▶ _AUFGABE_
Tausche „prompts“ gegen „hints“ und gib die Einträge vom Anfang bis einschließlich der Zeile mit „box: [35, 156, 51, 184]“ sonst unverändert wieder.

▶ _DATENAUSZÜGE_
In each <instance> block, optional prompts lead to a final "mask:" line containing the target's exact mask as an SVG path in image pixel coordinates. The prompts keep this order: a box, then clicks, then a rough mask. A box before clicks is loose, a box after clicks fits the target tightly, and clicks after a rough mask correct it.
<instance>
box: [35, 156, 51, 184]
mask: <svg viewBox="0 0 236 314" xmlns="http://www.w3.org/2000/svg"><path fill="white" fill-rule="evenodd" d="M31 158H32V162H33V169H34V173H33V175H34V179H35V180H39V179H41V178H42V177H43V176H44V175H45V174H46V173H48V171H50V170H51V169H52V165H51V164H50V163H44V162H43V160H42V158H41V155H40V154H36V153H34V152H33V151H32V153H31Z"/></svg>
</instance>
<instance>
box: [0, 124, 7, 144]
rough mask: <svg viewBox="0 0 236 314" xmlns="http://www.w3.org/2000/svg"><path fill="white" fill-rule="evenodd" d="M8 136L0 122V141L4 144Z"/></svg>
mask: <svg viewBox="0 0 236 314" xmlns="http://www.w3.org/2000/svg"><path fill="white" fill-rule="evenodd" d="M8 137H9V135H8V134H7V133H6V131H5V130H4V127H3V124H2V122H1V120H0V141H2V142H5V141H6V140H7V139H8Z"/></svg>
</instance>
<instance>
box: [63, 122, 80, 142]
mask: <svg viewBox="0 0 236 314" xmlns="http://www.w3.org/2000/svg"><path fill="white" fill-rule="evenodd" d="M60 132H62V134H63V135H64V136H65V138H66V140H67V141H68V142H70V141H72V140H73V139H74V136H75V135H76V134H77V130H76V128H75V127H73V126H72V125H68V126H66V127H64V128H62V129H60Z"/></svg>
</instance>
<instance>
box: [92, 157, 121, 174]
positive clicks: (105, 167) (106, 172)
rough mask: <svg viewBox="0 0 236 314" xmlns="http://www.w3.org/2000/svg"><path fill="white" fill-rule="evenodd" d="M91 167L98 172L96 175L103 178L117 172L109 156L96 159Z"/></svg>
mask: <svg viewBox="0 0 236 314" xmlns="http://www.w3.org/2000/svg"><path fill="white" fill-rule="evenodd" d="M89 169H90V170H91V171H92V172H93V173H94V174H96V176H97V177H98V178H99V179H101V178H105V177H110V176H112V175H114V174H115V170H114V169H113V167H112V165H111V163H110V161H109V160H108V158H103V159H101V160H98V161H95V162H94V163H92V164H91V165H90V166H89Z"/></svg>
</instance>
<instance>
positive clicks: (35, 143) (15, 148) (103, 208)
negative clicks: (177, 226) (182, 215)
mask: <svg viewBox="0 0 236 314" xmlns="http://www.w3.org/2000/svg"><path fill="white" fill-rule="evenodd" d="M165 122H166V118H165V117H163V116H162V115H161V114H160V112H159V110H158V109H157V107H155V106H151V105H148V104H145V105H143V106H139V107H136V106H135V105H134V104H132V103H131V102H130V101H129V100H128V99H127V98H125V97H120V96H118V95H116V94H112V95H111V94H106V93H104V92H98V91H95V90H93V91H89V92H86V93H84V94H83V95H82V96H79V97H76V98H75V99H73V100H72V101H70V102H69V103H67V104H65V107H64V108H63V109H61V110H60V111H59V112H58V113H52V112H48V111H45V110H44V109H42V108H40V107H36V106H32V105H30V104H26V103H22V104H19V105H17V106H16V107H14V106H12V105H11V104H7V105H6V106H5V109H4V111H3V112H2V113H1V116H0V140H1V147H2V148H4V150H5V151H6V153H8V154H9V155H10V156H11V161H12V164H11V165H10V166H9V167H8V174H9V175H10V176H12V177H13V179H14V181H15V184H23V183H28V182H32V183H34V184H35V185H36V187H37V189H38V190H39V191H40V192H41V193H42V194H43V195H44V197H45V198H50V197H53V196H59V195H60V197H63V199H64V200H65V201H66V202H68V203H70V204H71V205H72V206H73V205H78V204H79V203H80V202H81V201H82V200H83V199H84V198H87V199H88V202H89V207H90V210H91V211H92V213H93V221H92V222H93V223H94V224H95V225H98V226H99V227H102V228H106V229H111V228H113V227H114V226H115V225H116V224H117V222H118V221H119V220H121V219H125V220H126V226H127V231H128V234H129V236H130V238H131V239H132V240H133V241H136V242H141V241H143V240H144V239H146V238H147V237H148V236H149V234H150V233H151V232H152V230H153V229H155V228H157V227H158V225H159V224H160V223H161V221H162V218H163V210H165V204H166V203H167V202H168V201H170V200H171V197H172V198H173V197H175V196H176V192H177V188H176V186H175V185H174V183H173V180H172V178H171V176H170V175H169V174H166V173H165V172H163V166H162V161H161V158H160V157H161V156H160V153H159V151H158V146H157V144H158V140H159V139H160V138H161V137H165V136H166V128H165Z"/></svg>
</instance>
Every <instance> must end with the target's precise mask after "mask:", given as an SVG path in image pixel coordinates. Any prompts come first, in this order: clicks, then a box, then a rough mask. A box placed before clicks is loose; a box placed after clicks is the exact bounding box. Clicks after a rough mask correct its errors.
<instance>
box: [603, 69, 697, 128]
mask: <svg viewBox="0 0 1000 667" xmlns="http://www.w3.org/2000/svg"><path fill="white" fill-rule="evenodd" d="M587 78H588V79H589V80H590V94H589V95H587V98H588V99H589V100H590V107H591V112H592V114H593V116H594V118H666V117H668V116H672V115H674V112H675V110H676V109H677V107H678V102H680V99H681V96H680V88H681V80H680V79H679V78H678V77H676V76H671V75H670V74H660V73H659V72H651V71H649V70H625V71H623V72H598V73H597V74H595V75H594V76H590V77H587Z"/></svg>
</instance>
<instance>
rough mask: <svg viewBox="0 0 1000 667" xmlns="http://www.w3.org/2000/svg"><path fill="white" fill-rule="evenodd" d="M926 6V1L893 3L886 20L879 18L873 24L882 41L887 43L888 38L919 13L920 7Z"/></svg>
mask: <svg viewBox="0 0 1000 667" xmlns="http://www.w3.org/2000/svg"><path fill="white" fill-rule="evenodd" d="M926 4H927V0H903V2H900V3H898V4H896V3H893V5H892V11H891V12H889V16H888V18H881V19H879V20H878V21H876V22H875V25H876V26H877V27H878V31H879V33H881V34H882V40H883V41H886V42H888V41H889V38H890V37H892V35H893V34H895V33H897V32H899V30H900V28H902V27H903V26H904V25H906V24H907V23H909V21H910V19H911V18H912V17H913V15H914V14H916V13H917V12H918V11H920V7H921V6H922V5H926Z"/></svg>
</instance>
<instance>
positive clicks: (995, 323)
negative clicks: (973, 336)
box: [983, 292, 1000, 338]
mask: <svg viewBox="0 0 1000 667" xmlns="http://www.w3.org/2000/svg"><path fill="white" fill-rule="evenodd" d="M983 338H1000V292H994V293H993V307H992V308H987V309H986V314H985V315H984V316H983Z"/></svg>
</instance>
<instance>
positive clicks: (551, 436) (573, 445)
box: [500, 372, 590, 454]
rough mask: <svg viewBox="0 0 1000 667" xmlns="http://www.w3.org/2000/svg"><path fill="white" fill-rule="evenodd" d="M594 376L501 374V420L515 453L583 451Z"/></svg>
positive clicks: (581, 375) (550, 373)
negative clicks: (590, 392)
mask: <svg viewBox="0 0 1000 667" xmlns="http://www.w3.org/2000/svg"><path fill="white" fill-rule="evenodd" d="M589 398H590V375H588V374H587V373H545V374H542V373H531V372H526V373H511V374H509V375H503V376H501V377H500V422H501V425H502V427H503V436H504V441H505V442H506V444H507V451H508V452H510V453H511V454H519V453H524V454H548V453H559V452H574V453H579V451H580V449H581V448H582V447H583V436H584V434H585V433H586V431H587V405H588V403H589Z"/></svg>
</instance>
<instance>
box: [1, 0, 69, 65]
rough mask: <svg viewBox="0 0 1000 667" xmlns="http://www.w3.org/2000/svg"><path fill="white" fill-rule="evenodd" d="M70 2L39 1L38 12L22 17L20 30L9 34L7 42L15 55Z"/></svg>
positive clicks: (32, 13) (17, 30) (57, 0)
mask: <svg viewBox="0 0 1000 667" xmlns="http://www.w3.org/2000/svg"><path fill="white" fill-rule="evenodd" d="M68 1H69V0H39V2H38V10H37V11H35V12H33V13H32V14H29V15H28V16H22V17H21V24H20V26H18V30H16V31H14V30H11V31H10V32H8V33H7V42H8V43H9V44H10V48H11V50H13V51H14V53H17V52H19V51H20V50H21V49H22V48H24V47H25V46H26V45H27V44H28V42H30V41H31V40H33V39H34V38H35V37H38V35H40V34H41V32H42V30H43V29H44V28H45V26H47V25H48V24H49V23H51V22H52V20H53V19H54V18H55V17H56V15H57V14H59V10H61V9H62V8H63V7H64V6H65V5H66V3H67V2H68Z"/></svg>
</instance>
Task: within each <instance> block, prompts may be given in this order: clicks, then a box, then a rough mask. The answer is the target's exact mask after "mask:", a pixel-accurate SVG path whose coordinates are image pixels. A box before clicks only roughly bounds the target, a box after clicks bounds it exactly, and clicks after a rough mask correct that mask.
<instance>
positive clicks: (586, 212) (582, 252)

▶ _DEINE ANTWORT_
In each <instance> block, optional hints lead to a final "mask:" line containing the target's exact mask as an SVG path in image pixel coordinates. The hints keep this order: a box, then clicks, then a rough mask. A box before clicks is loose, a box after clicks fits the target tightly, and clicks after a rough mask correct it.
<instance>
box: [35, 156, 51, 184]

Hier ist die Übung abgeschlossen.